Task details:
Could you copy the material below word for word, from its first line through the line containing "268,0,354,59", including that line?

###

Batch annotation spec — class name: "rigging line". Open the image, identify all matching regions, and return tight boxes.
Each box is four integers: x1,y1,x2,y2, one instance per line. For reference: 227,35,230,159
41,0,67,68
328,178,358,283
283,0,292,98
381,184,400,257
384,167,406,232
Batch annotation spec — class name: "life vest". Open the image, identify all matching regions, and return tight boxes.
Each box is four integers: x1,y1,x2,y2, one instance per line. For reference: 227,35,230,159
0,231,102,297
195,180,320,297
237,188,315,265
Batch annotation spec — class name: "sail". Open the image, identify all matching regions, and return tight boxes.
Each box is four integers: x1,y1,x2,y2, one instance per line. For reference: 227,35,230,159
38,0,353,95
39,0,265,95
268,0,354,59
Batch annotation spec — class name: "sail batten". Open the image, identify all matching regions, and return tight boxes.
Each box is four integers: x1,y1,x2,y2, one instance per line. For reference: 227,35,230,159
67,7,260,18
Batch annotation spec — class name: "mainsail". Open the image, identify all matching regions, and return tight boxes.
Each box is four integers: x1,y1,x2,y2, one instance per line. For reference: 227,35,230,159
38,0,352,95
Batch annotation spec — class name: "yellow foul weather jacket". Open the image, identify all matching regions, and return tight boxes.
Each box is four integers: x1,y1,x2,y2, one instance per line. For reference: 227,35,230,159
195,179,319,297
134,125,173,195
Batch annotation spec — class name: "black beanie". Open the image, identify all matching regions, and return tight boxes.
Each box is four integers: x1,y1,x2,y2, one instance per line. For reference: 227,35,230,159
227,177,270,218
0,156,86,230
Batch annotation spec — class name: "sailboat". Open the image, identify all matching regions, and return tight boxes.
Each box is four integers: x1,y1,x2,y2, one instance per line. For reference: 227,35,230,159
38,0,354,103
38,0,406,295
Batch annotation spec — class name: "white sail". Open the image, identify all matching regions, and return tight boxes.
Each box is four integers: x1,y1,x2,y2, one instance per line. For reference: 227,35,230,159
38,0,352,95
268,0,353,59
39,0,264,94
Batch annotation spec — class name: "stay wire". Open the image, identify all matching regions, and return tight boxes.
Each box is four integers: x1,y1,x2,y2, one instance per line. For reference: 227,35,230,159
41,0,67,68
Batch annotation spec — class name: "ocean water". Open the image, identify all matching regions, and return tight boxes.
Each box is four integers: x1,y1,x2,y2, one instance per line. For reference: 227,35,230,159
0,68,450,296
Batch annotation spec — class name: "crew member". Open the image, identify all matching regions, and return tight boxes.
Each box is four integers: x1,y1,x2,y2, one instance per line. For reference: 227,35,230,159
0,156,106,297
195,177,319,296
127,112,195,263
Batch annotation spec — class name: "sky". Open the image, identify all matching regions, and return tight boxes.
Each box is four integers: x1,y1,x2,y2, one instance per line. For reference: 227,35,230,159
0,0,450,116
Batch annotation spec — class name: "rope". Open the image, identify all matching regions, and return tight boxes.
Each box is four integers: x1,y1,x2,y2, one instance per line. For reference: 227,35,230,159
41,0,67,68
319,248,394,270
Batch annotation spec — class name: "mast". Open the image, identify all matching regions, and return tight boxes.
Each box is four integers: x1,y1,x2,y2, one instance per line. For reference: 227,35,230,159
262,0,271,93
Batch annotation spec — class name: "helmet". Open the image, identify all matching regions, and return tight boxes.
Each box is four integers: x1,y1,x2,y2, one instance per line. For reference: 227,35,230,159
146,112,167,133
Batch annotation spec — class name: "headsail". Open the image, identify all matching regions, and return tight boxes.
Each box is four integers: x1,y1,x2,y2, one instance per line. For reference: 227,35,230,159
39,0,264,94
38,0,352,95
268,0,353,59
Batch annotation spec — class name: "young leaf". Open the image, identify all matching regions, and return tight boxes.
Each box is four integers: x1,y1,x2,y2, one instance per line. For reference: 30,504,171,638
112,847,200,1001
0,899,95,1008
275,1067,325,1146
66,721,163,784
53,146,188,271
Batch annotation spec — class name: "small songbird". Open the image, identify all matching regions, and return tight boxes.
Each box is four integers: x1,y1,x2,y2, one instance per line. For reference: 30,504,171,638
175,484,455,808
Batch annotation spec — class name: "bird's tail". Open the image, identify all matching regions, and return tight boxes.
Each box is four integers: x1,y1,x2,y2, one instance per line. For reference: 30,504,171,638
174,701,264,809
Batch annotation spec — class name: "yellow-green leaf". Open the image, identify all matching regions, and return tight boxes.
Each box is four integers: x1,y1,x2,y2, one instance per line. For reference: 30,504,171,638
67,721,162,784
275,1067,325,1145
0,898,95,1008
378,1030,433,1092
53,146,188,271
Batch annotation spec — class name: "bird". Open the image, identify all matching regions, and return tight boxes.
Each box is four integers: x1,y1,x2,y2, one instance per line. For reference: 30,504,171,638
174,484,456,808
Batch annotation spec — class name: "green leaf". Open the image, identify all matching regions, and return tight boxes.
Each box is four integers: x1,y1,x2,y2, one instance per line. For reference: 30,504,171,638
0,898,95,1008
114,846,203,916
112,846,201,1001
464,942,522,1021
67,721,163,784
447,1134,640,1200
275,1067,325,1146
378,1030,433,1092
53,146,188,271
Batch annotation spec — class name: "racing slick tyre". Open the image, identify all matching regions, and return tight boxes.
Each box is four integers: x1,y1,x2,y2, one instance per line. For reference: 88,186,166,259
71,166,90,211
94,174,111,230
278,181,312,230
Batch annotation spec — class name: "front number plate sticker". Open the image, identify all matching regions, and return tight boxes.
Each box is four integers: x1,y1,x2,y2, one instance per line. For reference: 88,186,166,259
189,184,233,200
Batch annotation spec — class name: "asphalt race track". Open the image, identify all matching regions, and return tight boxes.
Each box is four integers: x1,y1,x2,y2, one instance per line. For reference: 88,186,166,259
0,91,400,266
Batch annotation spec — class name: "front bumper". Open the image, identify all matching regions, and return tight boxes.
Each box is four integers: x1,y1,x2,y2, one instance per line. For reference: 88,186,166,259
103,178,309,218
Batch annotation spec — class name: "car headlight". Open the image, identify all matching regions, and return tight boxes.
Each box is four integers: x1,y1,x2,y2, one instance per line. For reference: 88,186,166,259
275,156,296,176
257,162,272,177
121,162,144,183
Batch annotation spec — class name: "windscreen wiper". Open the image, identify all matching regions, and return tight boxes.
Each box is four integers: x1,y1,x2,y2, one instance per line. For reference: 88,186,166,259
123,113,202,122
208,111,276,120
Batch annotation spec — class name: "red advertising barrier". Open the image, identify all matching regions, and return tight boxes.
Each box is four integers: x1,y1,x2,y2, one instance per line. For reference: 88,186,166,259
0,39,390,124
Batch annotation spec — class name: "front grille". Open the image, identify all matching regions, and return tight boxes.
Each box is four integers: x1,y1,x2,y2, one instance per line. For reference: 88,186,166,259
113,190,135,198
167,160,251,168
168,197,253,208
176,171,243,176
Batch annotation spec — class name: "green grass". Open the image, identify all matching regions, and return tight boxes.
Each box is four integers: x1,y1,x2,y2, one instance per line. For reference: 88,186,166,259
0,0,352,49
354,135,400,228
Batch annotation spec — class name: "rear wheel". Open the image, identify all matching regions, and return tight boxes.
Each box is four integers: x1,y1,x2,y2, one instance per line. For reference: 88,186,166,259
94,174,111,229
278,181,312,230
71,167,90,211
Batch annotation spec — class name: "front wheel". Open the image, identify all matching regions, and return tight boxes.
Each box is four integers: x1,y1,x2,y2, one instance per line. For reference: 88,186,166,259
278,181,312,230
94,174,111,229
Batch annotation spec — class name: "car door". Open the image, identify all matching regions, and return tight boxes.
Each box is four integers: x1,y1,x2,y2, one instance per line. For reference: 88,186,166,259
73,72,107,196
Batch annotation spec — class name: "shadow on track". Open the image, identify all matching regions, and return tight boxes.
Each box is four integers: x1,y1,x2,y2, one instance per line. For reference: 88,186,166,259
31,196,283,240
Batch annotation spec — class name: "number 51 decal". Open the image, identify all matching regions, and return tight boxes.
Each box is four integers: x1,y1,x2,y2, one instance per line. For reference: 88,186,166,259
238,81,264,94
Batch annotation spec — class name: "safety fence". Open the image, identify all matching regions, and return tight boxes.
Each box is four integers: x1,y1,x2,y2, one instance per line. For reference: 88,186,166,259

###

Full answer:
Batch annotation spec — class name: "rigging line". Open the image, identify all matching regions, and return tight boxes.
Each box is four integers: x1,y1,x2,y2, one instance per line. For reference: 227,35,230,159
41,0,67,68
328,178,358,283
283,0,292,98
381,184,400,257
384,167,406,232
Batch annotation spec — class name: "life vest". Open the image, identify all matching regions, and return tight boxes.
Each box is four integers: x1,y1,x2,y2, one instance per line. For reference: 227,35,230,159
0,231,102,297
195,180,320,297
237,188,315,265
Batch annotation spec — class name: "sail". Open the image, identify all matching regions, and return tight boxes.
Each box is four integers: x1,y1,x2,y2, one instance per line. For reference: 227,35,230,159
38,0,353,95
39,0,265,95
268,0,354,59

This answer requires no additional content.